§ **What you are asked to do**:
Output the full listing that appears below, exactly as it is presented.

§ **Task material**:
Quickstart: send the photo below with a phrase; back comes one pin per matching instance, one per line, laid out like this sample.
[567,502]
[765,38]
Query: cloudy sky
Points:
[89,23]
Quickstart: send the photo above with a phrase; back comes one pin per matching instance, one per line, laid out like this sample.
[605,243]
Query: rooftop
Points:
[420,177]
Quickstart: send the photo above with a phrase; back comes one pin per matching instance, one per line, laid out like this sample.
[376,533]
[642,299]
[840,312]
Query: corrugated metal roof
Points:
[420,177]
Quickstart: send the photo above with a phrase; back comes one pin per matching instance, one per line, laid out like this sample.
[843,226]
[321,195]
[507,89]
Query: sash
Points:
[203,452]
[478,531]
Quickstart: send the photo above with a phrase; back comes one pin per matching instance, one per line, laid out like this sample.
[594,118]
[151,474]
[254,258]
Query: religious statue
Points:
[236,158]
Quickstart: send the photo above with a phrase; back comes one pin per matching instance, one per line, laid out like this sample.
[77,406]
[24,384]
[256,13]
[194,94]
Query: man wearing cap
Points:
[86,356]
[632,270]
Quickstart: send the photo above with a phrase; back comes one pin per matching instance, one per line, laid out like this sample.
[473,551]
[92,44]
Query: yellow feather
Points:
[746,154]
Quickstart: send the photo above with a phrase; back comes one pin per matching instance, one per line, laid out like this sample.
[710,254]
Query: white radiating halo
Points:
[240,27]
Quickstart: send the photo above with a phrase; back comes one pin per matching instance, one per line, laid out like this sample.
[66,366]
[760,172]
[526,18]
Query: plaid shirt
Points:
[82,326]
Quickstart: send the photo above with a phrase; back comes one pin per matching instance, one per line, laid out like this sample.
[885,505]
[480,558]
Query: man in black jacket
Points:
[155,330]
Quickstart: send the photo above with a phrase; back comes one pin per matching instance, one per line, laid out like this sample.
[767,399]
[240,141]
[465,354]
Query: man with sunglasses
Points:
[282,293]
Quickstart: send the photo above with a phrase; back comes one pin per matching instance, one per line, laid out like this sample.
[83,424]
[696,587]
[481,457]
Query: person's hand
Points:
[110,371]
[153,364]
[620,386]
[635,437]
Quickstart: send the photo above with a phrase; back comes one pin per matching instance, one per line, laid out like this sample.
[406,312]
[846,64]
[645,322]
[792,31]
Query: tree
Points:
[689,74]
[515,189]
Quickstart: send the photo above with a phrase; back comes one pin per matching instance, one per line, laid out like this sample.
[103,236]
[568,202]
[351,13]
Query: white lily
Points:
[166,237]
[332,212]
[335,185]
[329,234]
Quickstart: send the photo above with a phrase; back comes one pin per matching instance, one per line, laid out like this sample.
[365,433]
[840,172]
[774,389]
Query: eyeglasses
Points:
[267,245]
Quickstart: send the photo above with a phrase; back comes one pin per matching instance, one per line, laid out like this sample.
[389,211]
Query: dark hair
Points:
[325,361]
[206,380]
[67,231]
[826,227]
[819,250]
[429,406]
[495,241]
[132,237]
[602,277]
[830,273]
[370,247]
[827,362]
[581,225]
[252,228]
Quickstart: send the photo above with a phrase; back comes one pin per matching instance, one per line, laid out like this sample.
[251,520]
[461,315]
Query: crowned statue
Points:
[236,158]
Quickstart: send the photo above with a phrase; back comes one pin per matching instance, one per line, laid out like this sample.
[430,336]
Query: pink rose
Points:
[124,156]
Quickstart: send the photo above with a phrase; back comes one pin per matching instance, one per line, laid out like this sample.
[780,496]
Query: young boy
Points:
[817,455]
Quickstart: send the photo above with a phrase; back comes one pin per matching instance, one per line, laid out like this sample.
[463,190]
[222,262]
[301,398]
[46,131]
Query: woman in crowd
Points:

§ **Solution to this task**:
Quickstart: send the photo below with a phrase; back comes one pin per matching instance, one per line, laid out like this sample.
[567,502]
[765,38]
Query: cloudy sky
Points:
[89,23]
Quickstart: send the photo above with a phrase; back comes one pin per matching instance, one per line, laid out like this sample.
[605,243]
Query: rooftop
Points:
[420,177]
Quickstart: send the photo above with a phrase; back comes one pin per matching instance, one per line, laid out like this sample.
[376,533]
[642,299]
[840,312]
Query: corrugated metal roof
Points:
[420,177]
Quickstart: send the photo above with a phrase; back comes one pin per matching instance, one per line, laid out like this sample.
[843,226]
[321,195]
[507,89]
Query: sash
Points:
[203,452]
[478,531]
Quickstart: send the photo above with a phrase; back comes one pin per matching instance, one per line, laid out like this sample.
[594,118]
[151,474]
[254,258]
Query: religious statue
Points:
[236,158]
Quickstart: send the photo above with a phrase; back comes one pin per matching instance, one per line, laid out like this sample.
[77,406]
[24,384]
[256,13]
[194,94]
Query: man wearing cap
Points:
[86,356]
[632,270]
Quickstart: send the photo above with a phrase; back comes one pin per matching instance, one per line, laid out like this sample.
[473,551]
[92,44]
Query: yellow feather
Points:
[746,154]
Quickstart: send the photo above with a phrase; back comes one pin per matching instance, one per line, laid out like this sample.
[710,254]
Query: white radiating halo
Points:
[240,27]
Quickstart: send the photo above with a phrase; back comes one pin per matching instance, one per line, laid out like this sample.
[66,366]
[760,172]
[526,18]
Query: plaid shirt
Points:
[82,326]
Quickstart: send the photo above with a phrase; back comes one pin per matching instance, one per line, laid out like this sample.
[885,505]
[480,558]
Query: man in black jacket
Points:
[155,330]
Quickstart: send the photo above with a phrase; back comes one pin per matching instance, one per line, laid out like this sample.
[767,399]
[240,141]
[465,354]
Query: man with sunglasses
Points:
[282,293]
Quickstart: send the photo above with a phrase; back comes one pin per matching instance, one per line, laid out like this sample.
[83,424]
[696,587]
[481,457]
Query: person's hand
Points:
[110,371]
[153,364]
[620,386]
[635,437]
Quickstart: send the photo above with a phrase; back comes one pin per matching instance, one per line, laid out like this sample.
[406,312]
[846,64]
[645,322]
[792,31]
Query: tree
Points:
[689,74]
[515,189]
Quickstart: send the photo above with a phrase; back comes one pin per matching instance, one per line, laid out like this sample.
[103,236]
[568,202]
[351,13]
Query: white lily
Points:
[166,237]
[332,212]
[335,185]
[329,234]
Quickstart: send the photo above with a phrase; back comes one pin per matching instance, one per line, laid out like this sample.
[365,433]
[840,172]
[774,389]
Query: eyeglasses
Points:
[267,245]
Quickstart: send the photo above with a phrase; back comes one pin per matching instance, one per line, laid out like this sample.
[389,211]
Query: dark hair
Points:
[325,361]
[206,380]
[67,231]
[826,227]
[819,250]
[429,406]
[495,241]
[132,237]
[602,277]
[830,273]
[370,247]
[827,362]
[581,225]
[252,228]
Quickstart: send the photo above with a phrase; back comes one pin per matching instance, one per line, laid out like this sample.
[251,520]
[461,315]
Query: crowned statue
Points:
[236,158]
Quickstart: send the photo above with a phrase; back comes one pin per matching instance, one per line, laid out like this sample.
[430,336]
Query: pink rose
Points:
[124,156]
Quickstart: send the photo above with a phrase; back comes one pin per matching instance, one per line, laid out like this sample.
[780,496]
Query: young boy
Points:
[817,455]
Quickstart: send the photo above with a phrase; back comes one pin per matching instance, one per line, laid out like this sample.
[463,190]
[222,262]
[301,398]
[46,131]
Query: woman in crowd
Points:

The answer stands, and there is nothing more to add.